■ **What to do**:
Quote the part of the moderation passage below that starts at the words "I can't moderate" and ends after the words "to enforce them.", without changing anything.

■ **Source passage**:
******************************

I can't moderate based on my personal views. That's the reason why your advice wouldn't work. We couldn't moderate based on your personal views either. It isn't laziness—it's that you can't impose an individual interpretation set on the community as a whole. People assume we do, but that's only because they haven't learned about moderation the hard way. Moderation is extremely different from extrapolating one's likes and dislikes into site rules and then using power to enforce them.

Does that mean doing nothing about snarky and condescending comments? Hardly, and if you read my comment history (not that I recommend it), you'll find plenty of examples of asking people not to do that. But they're ad hoc and I try to be careful not to demand too big a leap from the reader.

******************************

■ **Source material**:
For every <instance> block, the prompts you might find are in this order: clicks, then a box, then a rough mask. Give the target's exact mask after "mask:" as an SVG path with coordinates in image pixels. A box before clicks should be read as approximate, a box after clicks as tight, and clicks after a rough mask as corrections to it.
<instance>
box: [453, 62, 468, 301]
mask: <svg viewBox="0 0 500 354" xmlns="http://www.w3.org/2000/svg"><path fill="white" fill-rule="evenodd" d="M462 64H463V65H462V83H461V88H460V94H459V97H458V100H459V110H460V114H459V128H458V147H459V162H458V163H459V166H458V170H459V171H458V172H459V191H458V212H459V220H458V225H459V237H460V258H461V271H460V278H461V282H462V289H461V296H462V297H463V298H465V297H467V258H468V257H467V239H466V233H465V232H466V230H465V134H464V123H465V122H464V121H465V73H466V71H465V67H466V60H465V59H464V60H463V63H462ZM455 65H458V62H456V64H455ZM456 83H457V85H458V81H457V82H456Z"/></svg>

******************************

■ **Completed exercise**:
I can't moderate based on my personal views. That's the reason why your advice wouldn't work. We couldn't moderate based on your personal views either. It isn't laziness—it's that you can't impose an individual interpretation set on the community as a whole. People assume we do, but that's only because they haven't learned about moderation the hard way. Moderation is extremely different from extrapolating one's likes and dislikes into site rules and then using power to enforce them.